Problem A :: Duplicate every one of the stored collection entries below, reproducing each line precisely.

Securing the Blog with TLS

Using HTTPS on every HTTP-based system seems like a good idea, but the cost of trusted certificates has been a deterrent for many non-commercial blog authors and open source projects. For some time now letsencrypt offers a free and secure alternative to the costly certificate authorities. I wanted to secure this blog using HTTPS too and went through the Let’s Encrypt certification process.

Let’s Encrypt uses the ACME Protocol to verify that you are the owner of the domain name you are requesting a certificate for. To get a certificate issued by Let’s Encrypt, you have to use an ACME compatible client. The EFF provides an ACME compatible client named Certbot that is easy to use and well documented. Certbot is especially well suited for deploying certificates to web servers like Apache or nginx.

To verify your ownership of the domain, Certbot offers identification methods known as Plugins. The most commonly used Plugins might be the web server specific apache and nginx Plugin as well as the universal web-root plugin.
I did not want Certbot to take over my web server conifiguration and chose the web-root plugin to prove my domain ownership. The ACME protocol uses a well-known path on your web server to verify the domain name. Certbot will place a file at the provided web-root location that the verifying server expects at this well-known path. In nginx you will have to configure a new location for this path.

location ~ /.well-known {
	allow all;
}

After downloading certbot, all you need to do is run it with the appropriate parameters, my nginx server document root is at /usr/share/nginx/html so certbot will have to place its verification files inside it.

Problem B :: In the post on securing the blog with TLS, which Certbot plugin was chosen to prove domain ownership?

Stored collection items
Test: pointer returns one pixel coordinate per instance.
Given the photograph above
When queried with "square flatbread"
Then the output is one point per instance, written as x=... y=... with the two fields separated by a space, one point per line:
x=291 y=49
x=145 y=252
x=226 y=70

Response A ::
Test: pointer returns one pixel coordinate per instance.
Given the photograph above
When queried with "square flatbread"
Then the output is one point per instance, written as x=... y=... with the two fields separated by a space, one point per line:
x=291 y=49
x=145 y=252
x=226 y=70

Response B :: The web-root plugin.